§ **Material for the task**:
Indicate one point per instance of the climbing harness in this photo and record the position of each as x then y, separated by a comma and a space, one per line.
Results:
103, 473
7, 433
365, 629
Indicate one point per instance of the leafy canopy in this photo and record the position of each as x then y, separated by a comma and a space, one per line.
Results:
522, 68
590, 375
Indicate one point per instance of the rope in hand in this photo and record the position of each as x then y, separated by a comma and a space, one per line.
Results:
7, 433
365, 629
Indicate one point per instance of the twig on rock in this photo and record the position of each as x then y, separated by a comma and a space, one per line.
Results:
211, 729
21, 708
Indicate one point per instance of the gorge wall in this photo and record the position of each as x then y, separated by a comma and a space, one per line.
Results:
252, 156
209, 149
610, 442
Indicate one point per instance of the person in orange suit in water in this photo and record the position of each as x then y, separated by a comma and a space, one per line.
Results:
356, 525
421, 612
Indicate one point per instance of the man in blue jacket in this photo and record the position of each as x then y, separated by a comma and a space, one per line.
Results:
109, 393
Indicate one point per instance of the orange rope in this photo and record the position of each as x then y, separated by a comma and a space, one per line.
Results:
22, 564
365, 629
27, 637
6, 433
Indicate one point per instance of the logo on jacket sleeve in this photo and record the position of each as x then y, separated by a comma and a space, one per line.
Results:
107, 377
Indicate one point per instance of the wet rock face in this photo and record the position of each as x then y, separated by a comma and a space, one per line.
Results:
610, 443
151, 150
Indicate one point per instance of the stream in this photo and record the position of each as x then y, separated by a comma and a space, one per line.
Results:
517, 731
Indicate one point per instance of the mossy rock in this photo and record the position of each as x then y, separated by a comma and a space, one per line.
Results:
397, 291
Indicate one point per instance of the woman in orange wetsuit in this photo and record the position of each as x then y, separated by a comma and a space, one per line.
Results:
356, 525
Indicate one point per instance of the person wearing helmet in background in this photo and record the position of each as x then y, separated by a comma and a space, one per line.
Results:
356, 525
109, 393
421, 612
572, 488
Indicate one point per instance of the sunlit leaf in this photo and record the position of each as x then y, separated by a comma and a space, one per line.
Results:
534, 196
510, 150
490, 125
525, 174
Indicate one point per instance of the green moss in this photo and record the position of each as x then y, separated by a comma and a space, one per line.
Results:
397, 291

§ **Aim**: Arrange every line of the data above into a Markdown table with the columns Row and Line, numbering the rows in order and skipping any blank lines.

§ **Exercise result**:
| Row | Line |
|---|---|
| 1 | Indicate one point per instance of the climbing harness in this photo and record the position of each as x then y, separated by a comma and a space, one per line. |
| 2 | Results: |
| 3 | 103, 473 |
| 4 | 7, 433 |
| 5 | 365, 629 |
| 6 | Indicate one point per instance of the leafy canopy in this photo and record the position of each as x then y, separated by a comma and a space, one per line. |
| 7 | Results: |
| 8 | 522, 68 |
| 9 | 590, 375 |
| 10 | Indicate one point per instance of the rope in hand in this photo and record the position of each as x then y, separated by a comma and a space, one per line. |
| 11 | Results: |
| 12 | 7, 433 |
| 13 | 365, 629 |
| 14 | Indicate one point per instance of the twig on rock in this photo and record the position of each as x then y, separated by a comma and a space, one per line. |
| 15 | Results: |
| 16 | 211, 729 |
| 17 | 21, 708 |
| 18 | Indicate one point per instance of the gorge wall in this photo and record the position of each as x then y, separated by a comma and a space, one per line. |
| 19 | Results: |
| 20 | 252, 156 |
| 21 | 209, 149 |
| 22 | 610, 442 |
| 23 | Indicate one point per instance of the person in orange suit in water in this photo and record the position of each as x then y, separated by a comma and a space, one per line. |
| 24 | Results: |
| 25 | 356, 525 |
| 26 | 421, 612 |
| 27 | Indicate one point per instance of the man in blue jacket in this photo and record the position of each as x then y, separated by a comma and a space, one per line. |
| 28 | Results: |
| 29 | 109, 393 |
| 30 | Indicate one point per instance of the orange rope in this photo and record the position of each as x then y, separated by a comma and a space, one per line. |
| 31 | Results: |
| 32 | 22, 564 |
| 33 | 365, 629 |
| 34 | 27, 637 |
| 35 | 6, 433 |
| 36 | Indicate one point per instance of the logo on jacket sleeve in this photo and record the position of each as x then y, separated by a comma and a space, one per line. |
| 37 | Results: |
| 38 | 107, 377 |
| 39 | Indicate one point per instance of the wet rock face in this photo and record the position of each as x then y, separated by a comma and a space, one per line. |
| 40 | Results: |
| 41 | 610, 443 |
| 42 | 151, 150 |
| 43 | Indicate one point per instance of the stream in this photo and record the position of each as x then y, separated by a comma and a space, one per line. |
| 44 | Results: |
| 45 | 517, 731 |
| 46 | Indicate one point per instance of the mossy rock in this photo and record the position of each as x then y, separated by a comma and a space, one per line. |
| 47 | Results: |
| 48 | 397, 291 |
| 49 | Indicate one point per instance of the woman in orange wetsuit in this photo and record the position of each as x then y, separated by a comma and a space, one per line. |
| 50 | Results: |
| 51 | 356, 525 |
| 52 | Indicate one point per instance of the person wearing helmet in background in this photo and record the position of each as x then y, separated by a comma and a space, one per line. |
| 53 | Results: |
| 54 | 356, 525 |
| 55 | 109, 393 |
| 56 | 421, 612 |
| 57 | 572, 488 |
| 58 | Indicate one point per instance of the sunlit leaf in this photo and record the position of each as x then y, separated by a comma and a space, one per line. |
| 59 | Results: |
| 60 | 534, 196 |
| 61 | 510, 150 |
| 62 | 490, 125 |
| 63 | 525, 174 |
| 64 | Indicate one point per instance of the green moss in this photo and record the position of each as x then y, separated by a comma and a space, one per line. |
| 65 | Results: |
| 66 | 397, 291 |